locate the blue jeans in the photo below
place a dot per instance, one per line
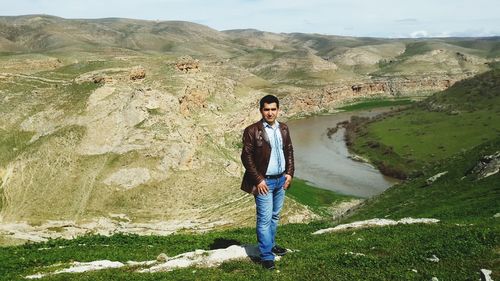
(268, 213)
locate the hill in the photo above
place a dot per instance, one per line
(134, 126)
(462, 242)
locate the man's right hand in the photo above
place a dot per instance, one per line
(262, 188)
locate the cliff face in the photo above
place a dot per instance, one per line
(139, 126)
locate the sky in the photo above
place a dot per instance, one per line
(372, 18)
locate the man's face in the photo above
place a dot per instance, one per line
(269, 112)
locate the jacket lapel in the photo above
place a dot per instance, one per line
(264, 133)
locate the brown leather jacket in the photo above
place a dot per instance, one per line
(257, 151)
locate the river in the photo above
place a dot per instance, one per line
(324, 161)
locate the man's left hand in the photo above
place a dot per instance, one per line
(288, 181)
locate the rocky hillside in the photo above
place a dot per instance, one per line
(135, 125)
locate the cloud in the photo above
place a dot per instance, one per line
(407, 21)
(419, 34)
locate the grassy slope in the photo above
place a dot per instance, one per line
(457, 119)
(466, 240)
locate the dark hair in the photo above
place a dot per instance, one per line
(269, 99)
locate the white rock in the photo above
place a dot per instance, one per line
(129, 178)
(79, 267)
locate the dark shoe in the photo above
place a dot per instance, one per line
(277, 250)
(268, 265)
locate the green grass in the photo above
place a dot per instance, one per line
(457, 196)
(460, 118)
(317, 199)
(390, 254)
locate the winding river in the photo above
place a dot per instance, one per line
(324, 161)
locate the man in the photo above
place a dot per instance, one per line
(268, 159)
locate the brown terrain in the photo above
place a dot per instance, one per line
(125, 125)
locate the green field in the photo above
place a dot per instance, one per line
(317, 199)
(458, 119)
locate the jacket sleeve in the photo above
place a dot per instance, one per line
(247, 156)
(290, 164)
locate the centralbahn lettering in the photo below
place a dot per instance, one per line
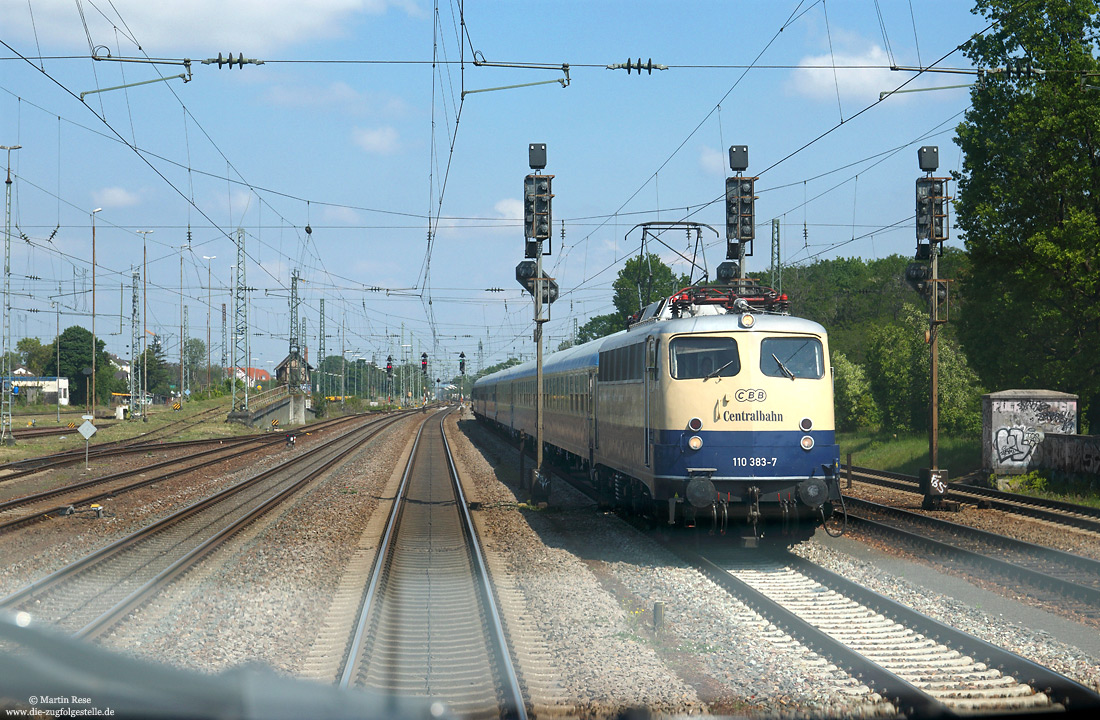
(754, 416)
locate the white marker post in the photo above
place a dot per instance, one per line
(87, 430)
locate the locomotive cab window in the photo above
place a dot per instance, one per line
(700, 357)
(792, 357)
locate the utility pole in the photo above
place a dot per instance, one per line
(294, 364)
(6, 370)
(320, 350)
(134, 342)
(777, 267)
(240, 321)
(932, 231)
(185, 384)
(209, 311)
(94, 341)
(144, 322)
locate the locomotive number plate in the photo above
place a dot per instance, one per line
(754, 462)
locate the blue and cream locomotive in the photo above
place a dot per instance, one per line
(715, 408)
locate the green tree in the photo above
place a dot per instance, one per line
(34, 354)
(898, 369)
(600, 327)
(851, 296)
(154, 363)
(641, 280)
(75, 354)
(1029, 202)
(855, 405)
(195, 361)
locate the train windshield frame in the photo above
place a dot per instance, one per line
(697, 356)
(792, 357)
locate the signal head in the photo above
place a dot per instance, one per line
(928, 157)
(738, 157)
(537, 155)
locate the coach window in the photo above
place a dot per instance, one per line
(699, 357)
(792, 357)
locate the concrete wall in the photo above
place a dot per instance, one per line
(1014, 424)
(1076, 454)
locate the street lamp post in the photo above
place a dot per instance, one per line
(94, 342)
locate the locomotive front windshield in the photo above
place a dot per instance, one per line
(792, 357)
(700, 357)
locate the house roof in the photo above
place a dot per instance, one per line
(286, 361)
(255, 373)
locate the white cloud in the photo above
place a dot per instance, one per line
(815, 78)
(114, 198)
(378, 141)
(198, 26)
(712, 162)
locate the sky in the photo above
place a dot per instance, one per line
(355, 126)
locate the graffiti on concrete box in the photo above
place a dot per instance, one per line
(1016, 444)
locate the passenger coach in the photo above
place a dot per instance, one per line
(715, 408)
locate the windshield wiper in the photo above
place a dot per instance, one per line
(785, 369)
(715, 373)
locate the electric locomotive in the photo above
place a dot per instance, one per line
(713, 409)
※
THE PROBLEM.
Reproduce every one of the records above word for word, leaving out the pictures.

RESPONSE TO THE TASK.
locate the blue jeans in the photo below
place a dot per instance, one per line
(268, 213)
locate the hill in the photo above
place a dot per instance, one per line
(134, 126)
(462, 242)
locate the man's right hand in the photo above
place a dot per instance, one per line
(262, 188)
locate the cliff face in the photo above
place a dot per instance, one per line
(139, 126)
locate the sky in the photo above
place a dot per instance, one per line
(372, 18)
locate the man's face in the photo above
place a dot per instance, one per line
(269, 112)
locate the jacket lapel in the photo above
place a dot per instance, one per line
(264, 133)
locate the brown leather jacket in the photo above
place a dot per instance, one per line
(257, 151)
locate the river in the photo above
place a dot per instance, one per line
(324, 161)
locate the man's left hand in the photo above
place a dot per instance, one per line
(288, 181)
locate the rocky hillside in the photo above
place a dot per instance, one per line
(135, 125)
locate the cloud in the photo above
place a dot per instance, one per line
(407, 21)
(419, 34)
locate the grassy slope in the photo above
place a dot per instance, one per line
(457, 119)
(466, 240)
locate the dark hair in the photo above
place a dot per instance, one per line
(269, 99)
locate the white rock in the photo above
place a dot per instance, one per line
(129, 178)
(79, 267)
locate the dark shoe in the photo above
place a dot per instance, one per line
(277, 250)
(268, 265)
locate the green grass in the photo above
place a dot per instance, one per line
(457, 196)
(460, 118)
(317, 199)
(390, 254)
locate the winding river in the photo above
place a dot per instance, one per line
(324, 161)
locate the man in the photo above
place a dot per instance, one per line
(268, 159)
locate the brown terrain in the photo above
place a dot per instance, one per line
(125, 125)
locate the green field in the photo above
place a dot per instance, one per line
(317, 199)
(458, 119)
locate the jacket sleeve in the photo above
place a dot per instance, one per line
(247, 156)
(290, 164)
locate the centralbahn lettering in the photo below
place a dot per instance, one per line
(754, 416)
locate the white marker post in the photo above
place a dot per instance, one per line
(87, 430)
locate the locomotive cab window in the photo above
place a dot per instance, one per line
(700, 357)
(792, 357)
locate the utility pole in the photo above
place a dot per instance, one per line
(294, 364)
(6, 370)
(320, 350)
(134, 342)
(777, 267)
(240, 321)
(932, 231)
(185, 384)
(209, 311)
(94, 341)
(144, 322)
locate the locomotive number plate in the photo above
place a dot per instance, one per line
(754, 462)
locate the blue and cream locomotive in the photo above
place a dot per instance, one per line
(715, 408)
locate the green tree in the photo above
place a dot per instance, one per line
(34, 354)
(898, 369)
(600, 327)
(851, 296)
(154, 363)
(641, 280)
(75, 354)
(1029, 202)
(855, 405)
(195, 361)
locate the train windshield frame in the photo above
place a dot per instance, one per line
(697, 356)
(792, 357)
locate the signal head in the photo above
place a dot per instance, one per line
(928, 157)
(738, 157)
(537, 155)
locate the coach window in the photo above
place a dot per instance, one per line
(699, 357)
(792, 357)
locate the concrete wall in the photo above
place a dot per instance, one per line
(1014, 424)
(1076, 454)
locate the street lamp post in the photo above
place a dot per instance, one per line
(94, 342)
locate the locomotive front windshield in the photo above
place a dot per instance, one per line
(792, 357)
(700, 357)
locate the house roof in the photo above
place a dot per instance, one per line
(286, 361)
(255, 373)
locate the white cloud in the photo above
place a dot per instance, one per line
(815, 78)
(114, 198)
(378, 141)
(198, 26)
(712, 162)
locate the sky in the photo above
place a dot per instance, one per line
(355, 126)
locate the graffiti on concrete box in the photo above
place a dot per instance, one per line
(1016, 444)
locate the passenger coach in the photo above
place a dot per instance, one per line
(715, 408)
locate the windshield wiper in the photo above
place a dot per instance, one per line
(785, 369)
(715, 373)
locate the electric locomotive in the photo above
place a dot per instance, one per line
(713, 409)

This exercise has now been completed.